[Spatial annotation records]
::::

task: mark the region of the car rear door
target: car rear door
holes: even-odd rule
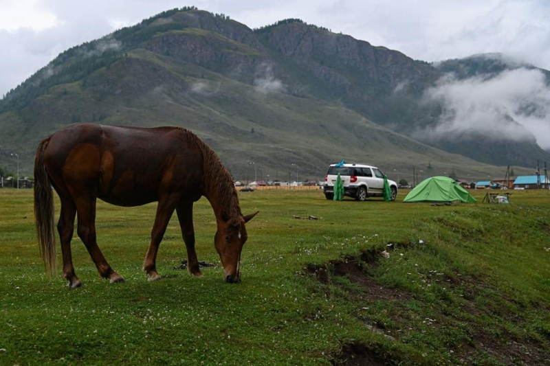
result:
[[[349,166],[331,166],[327,174],[327,185],[329,187],[334,187],[334,183],[336,183],[338,173],[340,173],[344,187],[348,187],[351,169]]]
[[[375,185],[377,192],[382,194],[384,193],[384,174],[378,169],[373,168],[374,173],[373,183]]]
[[[373,171],[371,170],[370,168],[363,168],[363,174],[365,176],[365,180],[366,181],[366,184],[368,186],[368,194],[378,194],[380,193],[380,188],[377,186],[377,182],[376,178],[374,176],[373,174]]]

::::

**TASK GOAL**
Switch every "rear" in the material above to "front" and write all the lines out again with nothing else changed. Leave the pictures out of your answer.

**THE OUTPUT**
task: mark the region of the car front door
target: car front door
holes: even-odd rule
result:
[[[349,166],[331,166],[327,174],[327,185],[329,187],[334,187],[334,183],[336,183],[338,173],[340,173],[344,187],[348,187],[351,169]]]
[[[375,185],[377,192],[382,194],[384,193],[384,174],[378,169],[373,168],[374,173],[373,183]]]
[[[373,171],[371,170],[370,168],[363,168],[363,174],[365,176],[365,180],[366,181],[366,184],[368,186],[368,194],[378,194],[380,193],[380,188],[377,186],[377,182],[376,178],[374,176],[373,174]]]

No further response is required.